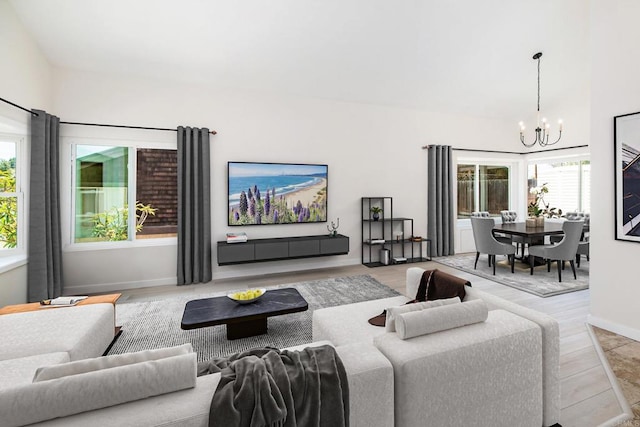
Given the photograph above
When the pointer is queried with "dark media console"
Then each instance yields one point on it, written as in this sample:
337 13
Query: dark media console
260 250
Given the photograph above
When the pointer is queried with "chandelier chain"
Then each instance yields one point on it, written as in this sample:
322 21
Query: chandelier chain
541 131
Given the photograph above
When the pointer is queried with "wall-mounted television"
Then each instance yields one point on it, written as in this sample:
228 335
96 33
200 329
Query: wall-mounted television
276 193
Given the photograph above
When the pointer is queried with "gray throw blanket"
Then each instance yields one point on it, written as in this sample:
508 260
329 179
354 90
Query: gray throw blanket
266 387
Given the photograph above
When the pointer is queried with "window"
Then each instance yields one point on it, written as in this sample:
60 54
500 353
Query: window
568 182
11 206
112 204
482 188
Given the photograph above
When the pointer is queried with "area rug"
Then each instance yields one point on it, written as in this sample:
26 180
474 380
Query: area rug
156 324
542 283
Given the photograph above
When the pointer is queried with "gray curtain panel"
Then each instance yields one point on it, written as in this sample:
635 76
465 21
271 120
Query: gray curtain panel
194 206
44 269
440 199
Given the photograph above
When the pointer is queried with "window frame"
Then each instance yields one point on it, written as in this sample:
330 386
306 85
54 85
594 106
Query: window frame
512 167
578 158
21 248
68 151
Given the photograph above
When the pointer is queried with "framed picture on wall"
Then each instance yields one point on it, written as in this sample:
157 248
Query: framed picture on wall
626 129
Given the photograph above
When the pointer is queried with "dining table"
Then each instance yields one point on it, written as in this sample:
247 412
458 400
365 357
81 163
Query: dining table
530 235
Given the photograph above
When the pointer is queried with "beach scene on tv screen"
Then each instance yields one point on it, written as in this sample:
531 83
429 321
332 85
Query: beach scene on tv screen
276 193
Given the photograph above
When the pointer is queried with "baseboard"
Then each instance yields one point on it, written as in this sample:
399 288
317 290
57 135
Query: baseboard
117 286
627 412
617 328
273 267
219 273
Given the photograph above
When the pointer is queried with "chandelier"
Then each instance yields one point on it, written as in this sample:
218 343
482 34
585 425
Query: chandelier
542 127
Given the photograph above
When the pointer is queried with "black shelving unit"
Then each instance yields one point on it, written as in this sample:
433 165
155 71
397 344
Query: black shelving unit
388 233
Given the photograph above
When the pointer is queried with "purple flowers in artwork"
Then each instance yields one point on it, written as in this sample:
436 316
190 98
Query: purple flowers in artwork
263 207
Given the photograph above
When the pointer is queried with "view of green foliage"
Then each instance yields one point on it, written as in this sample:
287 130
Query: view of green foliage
112 225
8 205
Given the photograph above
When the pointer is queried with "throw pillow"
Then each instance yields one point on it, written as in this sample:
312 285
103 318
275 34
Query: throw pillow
416 323
393 312
436 284
98 363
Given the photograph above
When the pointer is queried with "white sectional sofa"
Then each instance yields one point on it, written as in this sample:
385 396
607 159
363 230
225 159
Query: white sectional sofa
500 372
77 387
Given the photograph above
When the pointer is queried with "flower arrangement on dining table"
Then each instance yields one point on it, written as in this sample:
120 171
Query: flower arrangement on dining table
535 210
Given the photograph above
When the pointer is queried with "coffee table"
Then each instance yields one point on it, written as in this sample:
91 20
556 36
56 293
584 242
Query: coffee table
242 320
97 299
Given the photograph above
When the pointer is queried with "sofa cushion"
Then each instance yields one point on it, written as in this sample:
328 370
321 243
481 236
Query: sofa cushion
345 324
73 394
393 312
488 373
88 365
21 370
185 408
82 331
416 323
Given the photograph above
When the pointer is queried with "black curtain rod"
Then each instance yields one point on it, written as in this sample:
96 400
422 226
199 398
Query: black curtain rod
17 106
212 132
424 147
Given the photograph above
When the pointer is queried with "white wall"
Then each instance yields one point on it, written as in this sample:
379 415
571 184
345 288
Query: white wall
24 80
615 290
370 150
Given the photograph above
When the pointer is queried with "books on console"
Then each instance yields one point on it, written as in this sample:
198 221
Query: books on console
62 301
236 237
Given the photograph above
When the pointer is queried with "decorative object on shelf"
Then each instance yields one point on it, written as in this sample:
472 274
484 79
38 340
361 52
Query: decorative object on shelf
333 229
542 128
237 237
391 239
376 211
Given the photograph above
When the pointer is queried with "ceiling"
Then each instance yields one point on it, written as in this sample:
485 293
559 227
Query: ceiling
460 56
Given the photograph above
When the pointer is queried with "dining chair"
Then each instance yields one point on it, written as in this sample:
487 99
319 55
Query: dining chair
576 216
510 217
565 250
583 249
486 243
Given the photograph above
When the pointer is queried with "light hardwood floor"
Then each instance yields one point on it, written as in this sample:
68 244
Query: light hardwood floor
587 396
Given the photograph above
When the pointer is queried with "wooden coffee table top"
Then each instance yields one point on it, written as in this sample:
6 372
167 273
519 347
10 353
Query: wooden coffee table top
222 310
33 306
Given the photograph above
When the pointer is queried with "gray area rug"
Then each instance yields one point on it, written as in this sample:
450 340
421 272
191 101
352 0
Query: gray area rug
156 324
542 283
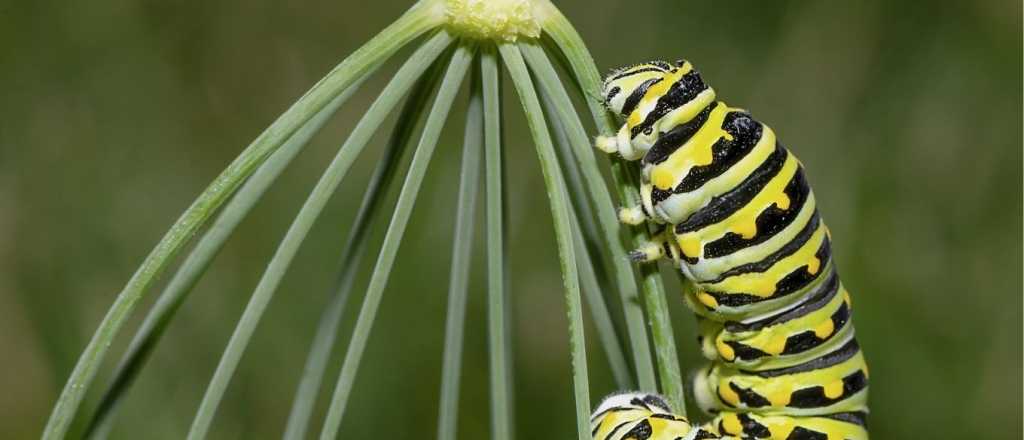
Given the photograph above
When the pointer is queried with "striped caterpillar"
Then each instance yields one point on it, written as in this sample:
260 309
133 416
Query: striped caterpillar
740 221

****************************************

Exercise aim
State how many lines of the records contain the word "sectional", matching case exactly, and give only the number.

Task answer
2